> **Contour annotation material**
┏━━

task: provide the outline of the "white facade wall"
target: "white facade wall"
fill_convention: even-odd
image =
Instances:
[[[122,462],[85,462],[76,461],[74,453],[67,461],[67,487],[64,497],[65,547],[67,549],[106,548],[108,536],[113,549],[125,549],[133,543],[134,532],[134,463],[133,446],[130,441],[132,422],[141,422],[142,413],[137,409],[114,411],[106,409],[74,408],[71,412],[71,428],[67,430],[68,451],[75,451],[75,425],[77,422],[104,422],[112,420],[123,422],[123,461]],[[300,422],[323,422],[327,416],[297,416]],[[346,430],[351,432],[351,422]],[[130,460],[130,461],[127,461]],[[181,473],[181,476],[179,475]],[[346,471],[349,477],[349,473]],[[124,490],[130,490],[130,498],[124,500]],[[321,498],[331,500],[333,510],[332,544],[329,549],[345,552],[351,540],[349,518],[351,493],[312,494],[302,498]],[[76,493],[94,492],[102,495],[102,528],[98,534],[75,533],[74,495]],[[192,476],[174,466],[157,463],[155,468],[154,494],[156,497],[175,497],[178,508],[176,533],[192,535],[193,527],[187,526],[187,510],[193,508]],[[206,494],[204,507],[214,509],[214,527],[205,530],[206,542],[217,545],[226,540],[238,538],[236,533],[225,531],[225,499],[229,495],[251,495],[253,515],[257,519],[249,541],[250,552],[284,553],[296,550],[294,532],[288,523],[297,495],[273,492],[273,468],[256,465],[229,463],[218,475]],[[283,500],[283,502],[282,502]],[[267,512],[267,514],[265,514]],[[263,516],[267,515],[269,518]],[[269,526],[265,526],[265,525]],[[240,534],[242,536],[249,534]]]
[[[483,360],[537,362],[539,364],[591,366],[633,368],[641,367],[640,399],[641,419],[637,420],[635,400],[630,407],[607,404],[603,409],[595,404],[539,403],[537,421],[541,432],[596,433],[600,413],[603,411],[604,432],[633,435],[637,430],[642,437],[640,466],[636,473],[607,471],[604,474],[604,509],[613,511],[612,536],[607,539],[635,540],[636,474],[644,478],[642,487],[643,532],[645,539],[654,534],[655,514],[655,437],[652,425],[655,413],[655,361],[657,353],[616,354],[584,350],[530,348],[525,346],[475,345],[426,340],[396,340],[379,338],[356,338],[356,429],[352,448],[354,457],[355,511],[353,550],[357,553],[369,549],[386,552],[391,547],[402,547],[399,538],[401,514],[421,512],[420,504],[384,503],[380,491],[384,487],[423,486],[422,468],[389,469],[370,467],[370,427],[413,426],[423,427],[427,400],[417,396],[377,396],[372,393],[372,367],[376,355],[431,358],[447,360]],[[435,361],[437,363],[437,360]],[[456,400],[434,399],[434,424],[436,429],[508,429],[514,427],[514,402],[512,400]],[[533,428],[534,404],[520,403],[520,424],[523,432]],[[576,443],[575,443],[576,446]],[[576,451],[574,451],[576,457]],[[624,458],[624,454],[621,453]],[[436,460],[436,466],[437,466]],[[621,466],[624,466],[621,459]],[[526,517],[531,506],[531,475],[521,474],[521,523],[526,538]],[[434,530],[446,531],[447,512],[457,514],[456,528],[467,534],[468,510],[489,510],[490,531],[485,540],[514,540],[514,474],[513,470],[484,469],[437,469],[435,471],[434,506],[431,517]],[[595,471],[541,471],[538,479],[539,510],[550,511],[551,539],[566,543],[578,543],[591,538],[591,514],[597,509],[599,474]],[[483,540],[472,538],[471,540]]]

┗━━
┏━━

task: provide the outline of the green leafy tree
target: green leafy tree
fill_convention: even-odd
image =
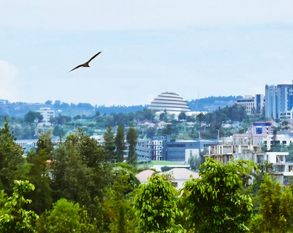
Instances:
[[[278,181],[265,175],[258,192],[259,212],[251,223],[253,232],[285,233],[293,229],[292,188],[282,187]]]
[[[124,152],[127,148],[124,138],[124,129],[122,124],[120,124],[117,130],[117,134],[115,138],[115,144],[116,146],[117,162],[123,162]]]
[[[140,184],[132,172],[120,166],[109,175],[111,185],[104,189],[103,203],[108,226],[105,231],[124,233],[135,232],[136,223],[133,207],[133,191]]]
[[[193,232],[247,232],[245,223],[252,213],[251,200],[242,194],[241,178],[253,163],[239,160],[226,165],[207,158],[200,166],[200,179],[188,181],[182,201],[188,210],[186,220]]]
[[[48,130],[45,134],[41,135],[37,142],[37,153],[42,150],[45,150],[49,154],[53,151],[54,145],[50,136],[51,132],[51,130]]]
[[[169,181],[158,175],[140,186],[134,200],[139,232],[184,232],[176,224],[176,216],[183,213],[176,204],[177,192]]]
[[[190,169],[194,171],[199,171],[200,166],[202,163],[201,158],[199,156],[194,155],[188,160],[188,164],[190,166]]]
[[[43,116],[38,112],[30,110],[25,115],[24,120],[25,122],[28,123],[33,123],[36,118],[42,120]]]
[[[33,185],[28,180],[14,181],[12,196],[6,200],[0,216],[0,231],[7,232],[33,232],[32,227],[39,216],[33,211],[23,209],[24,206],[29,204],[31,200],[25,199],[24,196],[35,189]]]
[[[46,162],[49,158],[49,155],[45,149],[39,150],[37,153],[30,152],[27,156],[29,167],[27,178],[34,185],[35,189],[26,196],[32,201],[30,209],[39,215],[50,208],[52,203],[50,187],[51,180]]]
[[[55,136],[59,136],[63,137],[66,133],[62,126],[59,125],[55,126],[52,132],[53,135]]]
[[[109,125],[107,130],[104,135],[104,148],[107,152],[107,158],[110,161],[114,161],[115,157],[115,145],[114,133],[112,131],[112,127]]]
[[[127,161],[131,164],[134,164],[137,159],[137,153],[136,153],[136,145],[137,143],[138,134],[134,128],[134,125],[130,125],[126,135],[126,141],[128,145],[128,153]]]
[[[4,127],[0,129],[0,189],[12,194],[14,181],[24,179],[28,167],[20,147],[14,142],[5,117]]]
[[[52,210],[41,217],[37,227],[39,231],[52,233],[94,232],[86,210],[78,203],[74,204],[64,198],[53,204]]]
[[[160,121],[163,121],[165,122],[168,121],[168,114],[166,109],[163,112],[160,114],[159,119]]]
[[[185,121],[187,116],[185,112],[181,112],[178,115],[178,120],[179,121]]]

┗━━

> **EXERCISE**
Which lines of the material above contain the string "green"? Collect every such line and copy it out in full, treating uppercase and lowercase as different.

> **RESULT OF THIS EXERCISE**
task: provide the outline of the green leafy tree
target: green leafy tree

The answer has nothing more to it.